• WHAT IS BEING ASKED: Give only the number of lines in the records that include "below".

• INFORMATION PROVIDED:
<<<<

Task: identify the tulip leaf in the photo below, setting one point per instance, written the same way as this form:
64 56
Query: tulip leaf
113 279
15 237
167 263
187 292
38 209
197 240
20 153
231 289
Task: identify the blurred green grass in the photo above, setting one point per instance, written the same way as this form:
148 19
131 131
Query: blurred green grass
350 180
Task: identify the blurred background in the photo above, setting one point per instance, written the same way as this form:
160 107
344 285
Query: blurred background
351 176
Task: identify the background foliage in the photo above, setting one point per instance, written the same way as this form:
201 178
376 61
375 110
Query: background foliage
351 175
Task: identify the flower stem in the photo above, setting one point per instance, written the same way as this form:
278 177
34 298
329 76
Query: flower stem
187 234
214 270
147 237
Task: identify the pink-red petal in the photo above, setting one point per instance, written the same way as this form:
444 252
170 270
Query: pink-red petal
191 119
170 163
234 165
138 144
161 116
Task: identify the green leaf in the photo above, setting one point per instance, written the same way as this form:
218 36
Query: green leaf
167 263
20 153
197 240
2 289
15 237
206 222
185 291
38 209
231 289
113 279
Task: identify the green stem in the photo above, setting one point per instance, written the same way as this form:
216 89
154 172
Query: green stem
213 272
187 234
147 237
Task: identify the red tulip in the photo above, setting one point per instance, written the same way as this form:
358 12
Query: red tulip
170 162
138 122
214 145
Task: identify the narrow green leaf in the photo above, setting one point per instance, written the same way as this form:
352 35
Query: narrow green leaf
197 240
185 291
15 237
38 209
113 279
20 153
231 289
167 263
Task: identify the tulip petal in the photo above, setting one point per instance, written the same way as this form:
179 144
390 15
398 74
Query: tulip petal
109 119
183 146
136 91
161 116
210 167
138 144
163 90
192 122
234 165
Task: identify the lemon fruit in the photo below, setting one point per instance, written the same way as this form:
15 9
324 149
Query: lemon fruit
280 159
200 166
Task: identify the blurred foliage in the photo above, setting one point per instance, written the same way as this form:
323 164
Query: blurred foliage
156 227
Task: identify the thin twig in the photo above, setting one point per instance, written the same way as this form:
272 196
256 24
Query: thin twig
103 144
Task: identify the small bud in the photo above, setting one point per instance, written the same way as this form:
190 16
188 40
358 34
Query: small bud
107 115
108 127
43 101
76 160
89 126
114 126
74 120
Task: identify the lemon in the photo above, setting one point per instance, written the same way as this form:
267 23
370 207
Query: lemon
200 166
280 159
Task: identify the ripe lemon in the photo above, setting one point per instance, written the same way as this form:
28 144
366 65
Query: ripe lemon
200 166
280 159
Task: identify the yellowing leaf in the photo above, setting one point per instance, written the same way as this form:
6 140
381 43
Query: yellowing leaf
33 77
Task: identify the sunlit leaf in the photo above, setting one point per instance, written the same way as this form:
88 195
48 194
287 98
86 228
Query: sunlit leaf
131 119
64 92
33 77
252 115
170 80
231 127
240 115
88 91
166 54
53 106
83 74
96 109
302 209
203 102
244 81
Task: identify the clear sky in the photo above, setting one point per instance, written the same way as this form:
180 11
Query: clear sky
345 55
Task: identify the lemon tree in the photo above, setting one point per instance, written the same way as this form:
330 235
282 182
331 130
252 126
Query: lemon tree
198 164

>>>>

• TASK RESULT: 2